** Source extract **
************

But I'm not grateful for what's happened to McDonald's, arguably the biggest and most successful of the available-at-every-exit food chains.
We were on vacation for a week, which meant several drive-through coffees and the occasional fast-food fix.
At one McDonald's, we waited in the drive-through line for 20 minutes. No one else was open and we were hungry. We gave up and had gas station food instead, where the cashier said sadly that she knew McDonald's had some issues, but she'd never heard of that happening. When we went past, there were still cars in the drive-through lanes and the line had lengthened.
We went to another MickyD's and went inside. I hadn't been inside for a few years and was surprised to find that the interior had all the charm of a storage room in a basement. I was greeted by a kiosk I didn't know how to work and didn't want to. "Can we order from you?" we asked the young woman at the counter.
"Yes!" she said. "Always." She nodded toward the kiosk. "We don't like them, either. They're taking our jobs."
The service was great there. The coffee and my Filet of Fish were good. The dining room looked like...yeah, a storage room, but it was clean. It was nice, Other than its bland looks, it was the McDonald's of old. No 15-cent burgers, no families eating lunch together, but all else was good.
At the next one, we had to order at the kiosk. It didn't give us the receipt it was supposed to, so that someone had to come from the back and look up the order with enough irritation that I felt embarrassed by something I'm pretty sure wasn't my fault. When he gave us the order, we said Thank You and left without further communication. Including You're Welcome. Certainly no hope that we'd have a nice day. No napkins, either.
It had become a "let's see what happens" kind of thing by now, so on Friday morning, we stopped at one final McDonald's for coffee and burritos. The burritos were pretty good. When we found a good place, we stopped and poured the coffee out. It was beyond awful. I thought maybe it had been sent by the store in another state where we'd waited 20+ minutes--it was certainly stale enough.
I'm not--at least I hope I'm not--one of the people who longs for the "good old days." I don't think they were so great (except for 1960s music, of course) or that we were smarter or harder working. I think we did a great job as parents, because the generations that have followed ours have done and will do great things.
But someone's screwed up McDonald's, and I really wish they'd go back and fix it.
Have a good week. Be nice to somebody.

************

** Do this **
Can you retype the McDonald's column word for word, starting with "I'm not--at least" and going on through "nice to somebody."?

** Dataset extract **
************

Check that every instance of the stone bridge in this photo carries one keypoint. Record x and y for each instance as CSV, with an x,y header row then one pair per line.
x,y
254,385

************

** Answer for this exercise **
I'm not--at least I hope I'm not--one of the people who longs for the "good old days." I don't think they were so great (except for 1960s music, of course) or that we were smarter or harder working. I think we did a great job as parents, because the generations that have followed ours have done and will do great things.
But someone's screwed up McDonald's, and I really wish they'd go back and fix it.
Have a good week. Be nice to somebody.